> [DATA FOR THE TASK]
──────────────────────────────

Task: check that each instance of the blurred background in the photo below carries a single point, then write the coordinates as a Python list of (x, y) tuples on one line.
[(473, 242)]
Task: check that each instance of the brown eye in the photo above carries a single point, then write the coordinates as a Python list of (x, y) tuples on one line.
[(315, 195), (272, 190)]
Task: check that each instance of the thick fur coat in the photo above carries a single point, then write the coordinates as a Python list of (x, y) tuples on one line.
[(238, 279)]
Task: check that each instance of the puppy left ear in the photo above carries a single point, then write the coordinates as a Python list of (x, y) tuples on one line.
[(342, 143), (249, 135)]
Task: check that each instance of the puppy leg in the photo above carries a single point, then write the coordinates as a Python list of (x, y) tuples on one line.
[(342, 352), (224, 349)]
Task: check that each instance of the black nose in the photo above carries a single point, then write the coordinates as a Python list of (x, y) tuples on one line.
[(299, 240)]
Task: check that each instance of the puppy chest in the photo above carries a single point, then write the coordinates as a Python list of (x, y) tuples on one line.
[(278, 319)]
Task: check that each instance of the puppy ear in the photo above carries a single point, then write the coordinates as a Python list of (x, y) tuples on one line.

──────────────────────────────

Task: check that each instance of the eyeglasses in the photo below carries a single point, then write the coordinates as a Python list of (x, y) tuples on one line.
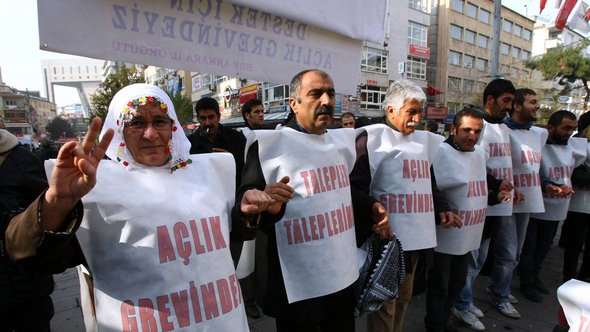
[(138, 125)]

──────────────────────────────

> [GIVEN EXERCISE] Please lay out the records as a numbered list, starting at the line that contains "Task: check that each instance of the blurred" and ending at the line that contains "[(299, 240)]", and leave out any blank lines.

> [SOLUTION FOR THIS EXERCISE]
1. Task: check that each instance of the blurred background in the photo below carries a single point, then write the coordinates as a Python list of (x, y) tuples on one line.
2. [(473, 242)]
3. Task: check that each instance of the brown eye in the photo above carries a single point, then write the coordinates as a Python list of (x, y) tuples on one line.
4. [(315, 195), (272, 190)]
5. Task: check that each instance of the thick fur coat in the photo above carries a single point, then write the coordinates as a Python list of (x, y) tuples on one line.
6. [(238, 279)]
7. Task: check that each instance of the puppy left ear in the photo above carries a single point, then write the coordinates as a Python list of (x, y) tuples on one line.
8. [(342, 143), (249, 135)]
9. Task: check that each instance of the puppy leg in the photo above carries a single point, then write the coordinates as a Python list of (x, y) tuples on one line.
10. [(342, 352), (224, 349)]
11. Task: check that each instance of the black nose in the photo above carries a single point, then write the coordinates as a Python list of (x, y) tuples on one line.
12. [(299, 240)]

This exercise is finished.